Extrait choisi ::
╭──

La Tunisie à Cannes
Une participation contre vents et marées.
Il s'en est fallu de très peu pour que la Tunisie ne soit pas présente au festival de Cannes 2012. Si les voies de Dieu sont impénétrables, celles de Cannes ne le sont pas moins. Elles sont surtout assez multiples pour que chacun puisse - d'une façon ou d'une autre - s'y retrouver. Les trois longs métrages proposés au festival n'ayant été pris dans aucune des sections, il ne restait que les voies officielles pour que la Tunisie prenne part au rendez-vous le plus important du cinéma mondial. Outre l'effort étatique, il y avait une chance supplémentaire pour que de jeunes tunisiens fassent leur pèlerinage à la Mecque du cinéma : celle de la coopération française, à travers le Pavillon des Cinémas du Monde. Toujours est-il la question fondamentale qui reste sans réponse est celle de la force du septième art tunisien. Que les institutions, quelles qu'elles soient, se mettent au service d'une quelconque présence cela n'a pas de rapport concret, avec ce qui se fait sous nos cieux comme images.
La Tunisie a eu son pavillon à Cannes in extremis. Quelques semaines avant l'ouverture du festival, un débat très animé a eu lieu entre le syndicat des producteurs tunisiens d'une part et le ministère de tutelle. L'un défendait la nécessité de ne pas rompre avec cette tradition initiée il y a cinq ans; l'autre faisait valoir le contexte difficile par lequel le pays est en train de passer, en plus de l'absence de résultats concrets qui étaient en vain attendus des participations passées. A cela s'ajoute le fait qu'aucun des trois films tunisiens proposés au festival n'ait été retenu. Il s'agissait de Mille feuilles de Nouri Bouzid, Dégage de Mohamed Zran, Nessma de Houmeïda Béhi.
La voie de la sélection officielle n'ayant pas abouti, celle de la participation institutionnelle ayant failli ne pas avoir lieu non plus, la Tunisie aurait pu se trouver en hors-jeu. Pire encore, les Tunisiens se seraient trouvés en dépendance de la seule voie des services de l'ambassade de France, une petite ouverture que le Ministère Français des affaires étrangères utilise pour canaliser les énergies créatives des pays du Sud à travers son réseau d'Instituts de Coopération. Il s'en est fallu de très peu qu'on ne se trouve dans le scénario classique de l'absence d'effort national soutenant nos créateurs et de sa substitution par le repêchage d'instances étrangères de quelques heureux élus, qui ne sont pas nécessairement toujours les meilleurs. Mais ce mal a été évité de justesse, lorsque le Ministère est revenu à la raison et a doté les professionnels de moyens pour garantir leur présence, grâce d'abord à un effort national.

╰──

Série de consignes ::
1. Indiquez si chacune de ces affirmations concorde avec l'extrait sur la Tunisie à Cannes, par oui ou non, en citant les mots décisifs de l'extrait : (a) aucun des trois films tunisiens proposés au festival n'a été retenu ; (b) la tradition du pavillon tunisien à Cannes a commencé dix ans plus tôt ; (c) le ministère a fini par donner aux professionnels les moyens d'être présents.
2. Reprenez l'extrait sur la Tunisie à Cannes à la suite de sa dernière phrase.
Les enregistrements n'entrent pas en jeu ici.

Données fournies ::
╭──

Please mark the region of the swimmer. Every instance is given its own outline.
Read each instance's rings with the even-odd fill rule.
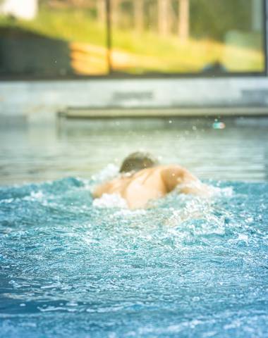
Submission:
[[[119,177],[97,187],[93,197],[100,198],[104,194],[118,194],[130,209],[136,209],[175,189],[181,194],[210,194],[209,187],[185,168],[178,165],[160,165],[147,153],[129,155],[119,173]]]

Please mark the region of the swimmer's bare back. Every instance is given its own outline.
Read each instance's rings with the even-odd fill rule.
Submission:
[[[95,189],[94,198],[118,194],[131,209],[144,208],[150,200],[163,197],[175,188],[183,194],[205,194],[207,186],[180,165],[157,165],[123,175]]]

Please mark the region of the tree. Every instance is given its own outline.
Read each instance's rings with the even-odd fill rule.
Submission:
[[[144,3],[143,0],[134,0],[135,27],[138,33],[143,30],[144,27]]]
[[[189,38],[189,0],[178,0],[178,36],[181,42]]]
[[[170,28],[169,0],[158,0],[158,29],[161,35],[166,35]]]

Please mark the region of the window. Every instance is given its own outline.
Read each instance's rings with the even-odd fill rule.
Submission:
[[[262,74],[264,8],[264,0],[0,0],[0,75]]]

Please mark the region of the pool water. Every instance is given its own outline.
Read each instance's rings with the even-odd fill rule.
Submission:
[[[145,129],[128,144],[123,130],[1,134],[1,337],[268,336],[267,130]],[[138,147],[183,158],[214,196],[92,201]]]

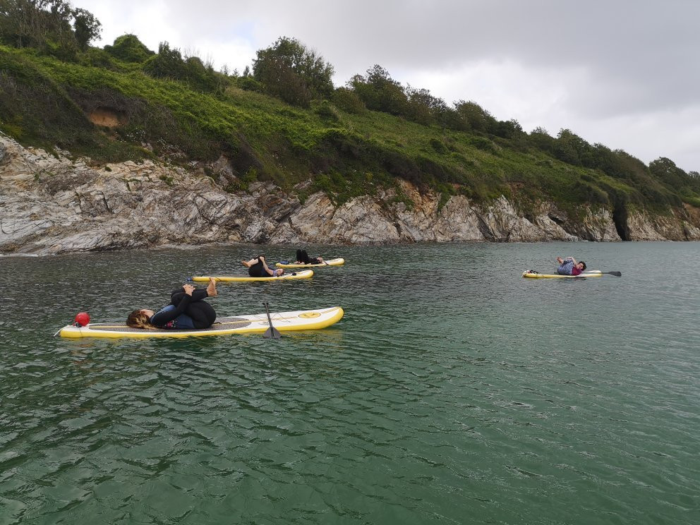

╰──

Résultats des consignes ::
1.
(a) Oui : « aucun des trois films tunisiens proposés au festival n'ait été retenu ».
(b) Non : « cette tradition initiée il y a cinq ans ».
(c) Oui : « a doté les professionnels de moyens pour garantir leur présence ».

2.
Ceci est le minimum pour un pays qui se veut visible et pour rendre aux créateurs le service le plus élémentaire. Le reste, c'est aux créateurs eux-mêmes de le compléter par leur propre énergie. Un Etat de droit est au service de sa culture en créant, dans la plus grande neutralité, les conditions de sa promotion et de son développement.
C'est dans ce cadre que s'inscrivait peut-être aussi la participation de la Tunisie au projet de création d'un fonds panafricain d'aide à la production soutenu par l'Organisation Internationale de la Francophonie (OIF) et qui sera hébergé par la Tunisie. Ce fonds qui vient au soutien de sa sœur aînée, la Fédération Panafricaine des Cinéastes (FEPACI) est supposé être un outil supplémentaire de financement pour les projets de films africains.
Mahdi Mabrouk, Ministre tunisien de la Culture et de la sauvegarde du patrimoine, a bien pris part à cette rencontre mais les mécanismes de la mise en place de ce fonds ainsi que surtout ceux de son fonctionnement font encore l'objet d'interrogations sérieuses quant à leur efficacité et leur impact réel sur la production du continent noir.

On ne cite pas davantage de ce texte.